* Start PROVIDED INFORMATION *

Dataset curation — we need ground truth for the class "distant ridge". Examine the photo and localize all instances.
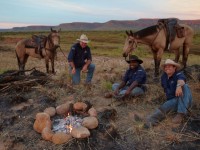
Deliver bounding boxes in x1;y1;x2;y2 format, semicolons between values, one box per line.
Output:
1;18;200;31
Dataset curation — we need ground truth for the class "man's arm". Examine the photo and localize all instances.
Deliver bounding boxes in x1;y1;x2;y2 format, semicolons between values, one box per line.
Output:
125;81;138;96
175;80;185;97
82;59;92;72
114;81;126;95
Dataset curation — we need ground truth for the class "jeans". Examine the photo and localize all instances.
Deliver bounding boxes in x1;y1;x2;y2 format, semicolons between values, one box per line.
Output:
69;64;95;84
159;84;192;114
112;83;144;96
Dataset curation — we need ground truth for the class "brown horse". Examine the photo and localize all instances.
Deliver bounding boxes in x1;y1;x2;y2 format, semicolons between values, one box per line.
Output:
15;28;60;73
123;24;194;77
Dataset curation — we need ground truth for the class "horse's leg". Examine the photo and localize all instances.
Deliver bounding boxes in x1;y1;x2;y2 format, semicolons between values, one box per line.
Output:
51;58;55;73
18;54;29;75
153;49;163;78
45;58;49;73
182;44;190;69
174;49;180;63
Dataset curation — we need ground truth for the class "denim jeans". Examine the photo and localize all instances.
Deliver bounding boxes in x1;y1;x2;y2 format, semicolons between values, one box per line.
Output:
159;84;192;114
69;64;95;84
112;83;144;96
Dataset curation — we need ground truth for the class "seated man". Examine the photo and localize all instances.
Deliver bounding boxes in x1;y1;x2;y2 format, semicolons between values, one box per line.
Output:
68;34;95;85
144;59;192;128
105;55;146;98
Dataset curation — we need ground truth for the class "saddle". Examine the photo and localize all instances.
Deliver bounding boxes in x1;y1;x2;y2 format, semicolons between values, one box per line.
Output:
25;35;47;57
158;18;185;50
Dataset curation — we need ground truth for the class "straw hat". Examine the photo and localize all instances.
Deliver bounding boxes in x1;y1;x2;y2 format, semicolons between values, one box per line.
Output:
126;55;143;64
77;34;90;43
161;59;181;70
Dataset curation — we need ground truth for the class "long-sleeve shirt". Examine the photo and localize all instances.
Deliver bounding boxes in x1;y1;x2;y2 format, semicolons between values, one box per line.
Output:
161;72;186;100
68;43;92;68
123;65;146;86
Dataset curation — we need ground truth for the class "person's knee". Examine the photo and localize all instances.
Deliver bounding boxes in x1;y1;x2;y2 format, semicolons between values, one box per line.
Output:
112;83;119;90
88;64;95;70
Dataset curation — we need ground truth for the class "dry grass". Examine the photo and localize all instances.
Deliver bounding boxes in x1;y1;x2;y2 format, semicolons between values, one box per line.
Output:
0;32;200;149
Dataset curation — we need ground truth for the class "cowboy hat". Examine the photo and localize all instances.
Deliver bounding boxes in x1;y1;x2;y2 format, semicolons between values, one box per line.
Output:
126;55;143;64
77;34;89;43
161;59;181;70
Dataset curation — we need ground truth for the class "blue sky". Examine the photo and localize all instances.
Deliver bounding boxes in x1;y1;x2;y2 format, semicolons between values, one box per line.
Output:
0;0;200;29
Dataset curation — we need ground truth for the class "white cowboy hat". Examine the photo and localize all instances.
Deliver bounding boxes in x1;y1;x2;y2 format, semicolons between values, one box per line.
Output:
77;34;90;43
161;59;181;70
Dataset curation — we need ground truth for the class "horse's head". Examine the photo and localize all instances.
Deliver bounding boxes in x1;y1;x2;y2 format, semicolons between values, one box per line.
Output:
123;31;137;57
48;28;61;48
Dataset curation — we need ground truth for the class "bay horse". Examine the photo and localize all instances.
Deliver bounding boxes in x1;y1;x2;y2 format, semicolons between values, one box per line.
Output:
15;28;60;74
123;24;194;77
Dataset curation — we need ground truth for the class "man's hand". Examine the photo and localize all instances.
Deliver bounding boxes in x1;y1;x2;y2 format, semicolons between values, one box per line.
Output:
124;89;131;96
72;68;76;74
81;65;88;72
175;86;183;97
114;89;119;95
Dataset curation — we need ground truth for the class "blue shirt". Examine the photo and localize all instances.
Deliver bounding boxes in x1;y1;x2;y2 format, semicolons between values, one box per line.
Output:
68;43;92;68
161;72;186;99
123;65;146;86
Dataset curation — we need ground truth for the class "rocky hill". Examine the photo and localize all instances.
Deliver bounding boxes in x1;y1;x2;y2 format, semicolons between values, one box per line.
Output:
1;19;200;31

* End PROVIDED INFORMATION *

## [TASK BRIEF]
Identify every line in the entries above that contains the string "blue", and copy each of those lines.

## [SOLVED EXERCISE]
Dataset curation — we need ground truth for the class "blue sky". Examine the photo and localize all instances.
Dataset curation — we need ground truth for the class "blue shirt". Examine the photo and localize all instances.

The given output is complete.